PROMPT:
Each entry below should be written out exactly as it is, with no pictures.
START SOURCE RECORDS
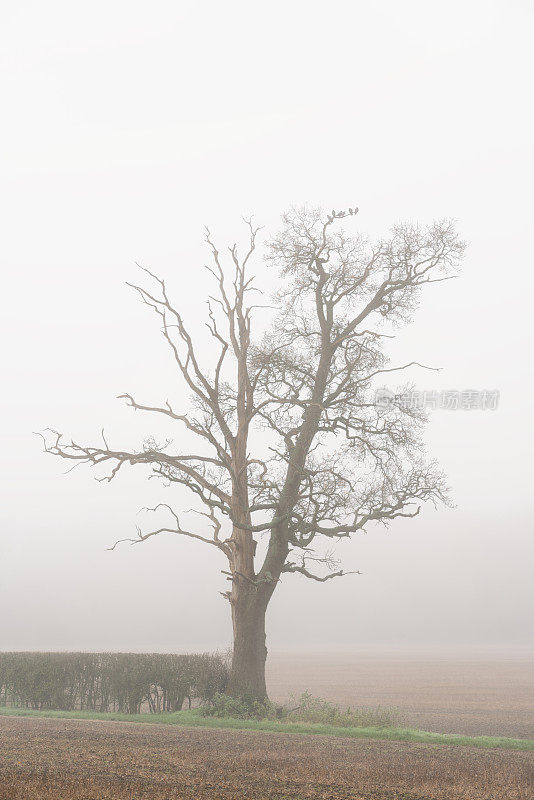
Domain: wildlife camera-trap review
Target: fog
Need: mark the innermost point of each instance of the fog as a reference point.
(126, 128)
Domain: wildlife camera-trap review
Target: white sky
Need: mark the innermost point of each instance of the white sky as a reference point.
(126, 127)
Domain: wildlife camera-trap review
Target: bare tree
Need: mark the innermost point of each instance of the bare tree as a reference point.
(330, 460)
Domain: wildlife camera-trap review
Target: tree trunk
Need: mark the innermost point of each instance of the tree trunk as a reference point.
(247, 676)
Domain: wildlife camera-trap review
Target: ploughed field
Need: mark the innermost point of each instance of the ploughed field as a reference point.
(476, 695)
(60, 759)
(63, 759)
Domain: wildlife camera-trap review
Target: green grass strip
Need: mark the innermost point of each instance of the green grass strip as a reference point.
(194, 719)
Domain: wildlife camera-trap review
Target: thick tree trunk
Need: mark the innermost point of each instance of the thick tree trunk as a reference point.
(247, 677)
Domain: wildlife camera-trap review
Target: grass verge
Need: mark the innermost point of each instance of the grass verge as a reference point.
(194, 719)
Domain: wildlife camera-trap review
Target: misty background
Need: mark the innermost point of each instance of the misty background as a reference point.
(127, 127)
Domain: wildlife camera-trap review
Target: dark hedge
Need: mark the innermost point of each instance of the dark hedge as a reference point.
(121, 682)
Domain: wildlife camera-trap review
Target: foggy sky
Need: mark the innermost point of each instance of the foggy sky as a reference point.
(126, 128)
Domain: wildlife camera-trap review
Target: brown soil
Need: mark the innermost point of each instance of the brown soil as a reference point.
(45, 759)
(474, 696)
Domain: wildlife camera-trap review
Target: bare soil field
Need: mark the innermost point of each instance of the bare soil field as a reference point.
(473, 696)
(45, 759)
END SOURCE RECORDS
CORRECT OUTPUT:
Domain: wildlife camera-trap review
Target: fog
Need: mark the innermost point of each instance of the fog as a reference point.
(126, 128)
Domain: wildlife camera-trap review
Target: white sky
Need: mark the innermost point of each instance of the white sky as a reference point.
(126, 127)
Domain: wildlife camera-trap review
Target: bare tree
Need: mark the innermost point of each instance of the bare tree as a reference point.
(330, 460)
Domain: wildlife camera-trap review
Target: tree trunk
Need: mark the innermost point of each instance of the tree trunk as a reference point.
(247, 676)
Domain: wildlife camera-trap review
Target: ploughed field
Need: mark the innermost point of each instance of the ploughed field as a reference point.
(476, 695)
(60, 759)
(63, 759)
Domain: wildlife camera-trap review
Target: green grass strip
Need: mark the innermost point of each instance of the green grass strip as a reference point.
(194, 719)
Domain: wildlife camera-trap review
Target: thick tree trunk
Need: mark the innermost point of each instance of the thick tree trunk as a reference point.
(247, 677)
Domain: wildlife camera-trap review
Target: grass verge
Need: mark the innermost point of each instance of the grass verge as a reference point.
(194, 719)
Domain: wildlife camera-trap review
Target: misty background
Need: mark the innermost point of each instance of the misty background as a reference point.
(127, 127)
Domain: wildlife camera-trap review
Target: dark hedge
Need: mark the innermost point of each instance of the dark hedge as a reference point.
(121, 682)
Domain: wildlife camera-trap review
Target: foggy sky
Need: mark the innermost point of each instance of the foggy sky as a reference point.
(126, 128)
Domain: wildlife camera-trap review
Target: brown soil
Need: mark the innermost point of each instance of the brown soil as a reference point.
(45, 759)
(474, 696)
Domain: wildlife camera-trap review
Target: bare soil field
Need: mark the innermost point of each instance of the bare soil field as a reference point.
(473, 696)
(45, 759)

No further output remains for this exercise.